**TASK TO CARRY OUT**. Copy exactly the lines from the "Note: identify the thin" line to the end, both included, and nothing else.
### DATA EXCERPTS
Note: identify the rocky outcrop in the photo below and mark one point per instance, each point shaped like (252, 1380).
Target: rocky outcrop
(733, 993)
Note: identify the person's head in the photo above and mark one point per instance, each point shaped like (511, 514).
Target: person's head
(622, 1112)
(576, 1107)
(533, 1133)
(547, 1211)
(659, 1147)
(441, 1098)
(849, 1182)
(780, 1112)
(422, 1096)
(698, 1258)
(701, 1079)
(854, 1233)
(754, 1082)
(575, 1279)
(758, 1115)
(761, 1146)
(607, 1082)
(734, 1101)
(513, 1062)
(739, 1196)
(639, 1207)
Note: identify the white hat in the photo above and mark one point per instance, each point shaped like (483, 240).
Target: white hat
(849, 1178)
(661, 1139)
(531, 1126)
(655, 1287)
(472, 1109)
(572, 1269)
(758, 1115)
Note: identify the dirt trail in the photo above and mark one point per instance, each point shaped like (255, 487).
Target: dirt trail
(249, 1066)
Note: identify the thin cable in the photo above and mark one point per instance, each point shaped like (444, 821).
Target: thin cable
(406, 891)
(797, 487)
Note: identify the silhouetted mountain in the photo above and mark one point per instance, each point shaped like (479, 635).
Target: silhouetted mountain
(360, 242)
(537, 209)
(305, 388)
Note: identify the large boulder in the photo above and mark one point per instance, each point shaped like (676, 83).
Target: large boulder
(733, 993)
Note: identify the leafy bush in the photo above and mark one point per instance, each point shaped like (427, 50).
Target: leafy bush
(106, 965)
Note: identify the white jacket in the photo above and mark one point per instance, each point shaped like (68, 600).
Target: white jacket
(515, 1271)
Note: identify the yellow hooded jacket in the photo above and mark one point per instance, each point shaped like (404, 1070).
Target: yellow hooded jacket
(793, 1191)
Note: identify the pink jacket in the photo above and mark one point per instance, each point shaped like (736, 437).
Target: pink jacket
######
**OUTPUT FOR THIS EXERCISE**.
Note: identify the thin cable in the photo above and mark one point per instance, each point shaped like (444, 821).
Target: thin cable
(406, 891)
(797, 487)
Note: identify the silhouetted mountain in the photo above and mark one point per instance, each point shaped like (479, 635).
Target: silhouetted mountain
(360, 242)
(537, 209)
(305, 388)
Note: identify the large boulder in the photo above and mark one point per instance, each point shaped like (676, 83).
Target: large boulder
(733, 993)
Note: identify the leafy bush in the photo above and mark one point per instance, each point shaped like (427, 50).
Target: leafy bush
(106, 965)
Note: identify the white jacket in the photo above and mark one point per instance, each point shaped like (68, 600).
Target: white jacket
(515, 1271)
Note: identify the yellow hooded jacket in the photo above and mark one point per instance, each point shaped like (404, 1070).
Target: yellow hooded jacket
(793, 1191)
Note: identify the pink jacket in the photo above and mark one point per instance, each point shaped like (736, 437).
Target: pink jacket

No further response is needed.